INFORMATION SUPPLIED ::

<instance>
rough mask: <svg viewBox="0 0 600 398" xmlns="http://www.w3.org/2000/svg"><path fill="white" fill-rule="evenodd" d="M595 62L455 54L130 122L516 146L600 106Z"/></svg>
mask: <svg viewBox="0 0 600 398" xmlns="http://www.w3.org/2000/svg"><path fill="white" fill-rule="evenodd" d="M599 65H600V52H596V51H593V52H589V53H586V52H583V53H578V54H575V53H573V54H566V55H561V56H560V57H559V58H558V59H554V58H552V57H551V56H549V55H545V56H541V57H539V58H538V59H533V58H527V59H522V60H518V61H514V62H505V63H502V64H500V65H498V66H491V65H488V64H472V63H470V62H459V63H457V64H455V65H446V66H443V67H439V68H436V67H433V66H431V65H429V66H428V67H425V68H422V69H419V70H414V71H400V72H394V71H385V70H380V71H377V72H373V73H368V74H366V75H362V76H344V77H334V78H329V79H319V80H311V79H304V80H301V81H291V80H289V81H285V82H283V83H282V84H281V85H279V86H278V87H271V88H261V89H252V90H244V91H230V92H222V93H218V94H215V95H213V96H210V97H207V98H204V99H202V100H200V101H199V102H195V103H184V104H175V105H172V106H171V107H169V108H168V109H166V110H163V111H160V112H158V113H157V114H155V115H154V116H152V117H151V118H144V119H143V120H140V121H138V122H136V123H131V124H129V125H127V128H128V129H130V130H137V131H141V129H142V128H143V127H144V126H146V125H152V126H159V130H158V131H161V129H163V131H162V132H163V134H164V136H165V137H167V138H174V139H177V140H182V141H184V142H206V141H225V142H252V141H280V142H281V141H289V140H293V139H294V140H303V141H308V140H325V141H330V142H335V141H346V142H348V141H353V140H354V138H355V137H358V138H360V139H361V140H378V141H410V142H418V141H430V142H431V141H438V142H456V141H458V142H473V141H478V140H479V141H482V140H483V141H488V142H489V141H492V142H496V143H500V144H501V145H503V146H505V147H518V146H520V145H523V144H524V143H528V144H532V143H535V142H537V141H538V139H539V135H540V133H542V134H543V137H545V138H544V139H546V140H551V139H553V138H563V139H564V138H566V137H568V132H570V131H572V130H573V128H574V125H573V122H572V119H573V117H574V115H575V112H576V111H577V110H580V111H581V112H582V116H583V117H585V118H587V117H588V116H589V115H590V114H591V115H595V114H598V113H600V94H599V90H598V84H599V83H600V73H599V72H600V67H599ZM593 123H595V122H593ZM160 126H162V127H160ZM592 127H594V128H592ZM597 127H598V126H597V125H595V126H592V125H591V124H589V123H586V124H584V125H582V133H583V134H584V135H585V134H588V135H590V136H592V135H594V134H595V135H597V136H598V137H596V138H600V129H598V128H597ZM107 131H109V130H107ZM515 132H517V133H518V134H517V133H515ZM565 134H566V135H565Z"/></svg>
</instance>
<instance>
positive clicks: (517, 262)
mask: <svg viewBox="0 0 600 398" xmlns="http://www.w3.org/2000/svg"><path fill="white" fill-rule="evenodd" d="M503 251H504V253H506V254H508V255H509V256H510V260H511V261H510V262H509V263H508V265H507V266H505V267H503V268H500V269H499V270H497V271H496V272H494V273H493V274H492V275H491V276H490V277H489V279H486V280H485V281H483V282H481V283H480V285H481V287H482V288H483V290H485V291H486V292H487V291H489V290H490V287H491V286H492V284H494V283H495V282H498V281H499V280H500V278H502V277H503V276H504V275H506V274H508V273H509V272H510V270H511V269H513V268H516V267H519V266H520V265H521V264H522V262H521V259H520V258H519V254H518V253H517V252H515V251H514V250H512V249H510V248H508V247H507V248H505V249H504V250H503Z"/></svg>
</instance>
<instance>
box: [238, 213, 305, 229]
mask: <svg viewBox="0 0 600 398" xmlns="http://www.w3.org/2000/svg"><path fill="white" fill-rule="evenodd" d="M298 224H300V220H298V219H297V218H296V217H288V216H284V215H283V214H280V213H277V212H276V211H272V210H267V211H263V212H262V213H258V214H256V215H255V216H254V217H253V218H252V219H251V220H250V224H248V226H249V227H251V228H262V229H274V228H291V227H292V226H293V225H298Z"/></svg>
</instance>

TASK TO CARRY OUT :: Your answer is the line containing "positive clicks: (517, 262)" plus every line after it through the end of the entries, given again exactly and alone.

RESULT OF THE TASK ::
positive clicks: (517, 262)
mask: <svg viewBox="0 0 600 398" xmlns="http://www.w3.org/2000/svg"><path fill="white" fill-rule="evenodd" d="M503 251H504V253H506V254H508V255H509V256H510V260H511V261H510V262H509V263H508V265H507V266H505V267H503V268H500V269H499V270H497V271H496V272H494V273H493V274H492V275H491V276H490V277H489V279H486V280H485V281H483V282H481V283H480V285H481V287H482V288H483V290H485V291H486V292H487V291H489V290H490V287H491V286H492V284H494V283H495V282H498V281H499V280H500V278H502V277H503V276H504V275H506V274H508V273H509V272H510V270H511V269H513V268H516V267H519V266H520V265H521V264H522V262H521V259H520V258H519V254H518V253H517V252H515V251H514V250H512V249H510V248H508V247H507V248H505V249H504V250H503Z"/></svg>
</instance>
<instance>
box: [238, 213, 305, 229]
mask: <svg viewBox="0 0 600 398" xmlns="http://www.w3.org/2000/svg"><path fill="white" fill-rule="evenodd" d="M298 224H300V220H298V219H297V218H296V217H288V216H284V215H283V214H280V213H277V212H276V211H272V210H267V211H263V212H262V213H258V214H256V215H255V216H254V217H253V218H252V219H251V220H250V224H248V226H249V227H251V228H262V229H274V228H291V227H292V226H293V225H298Z"/></svg>
</instance>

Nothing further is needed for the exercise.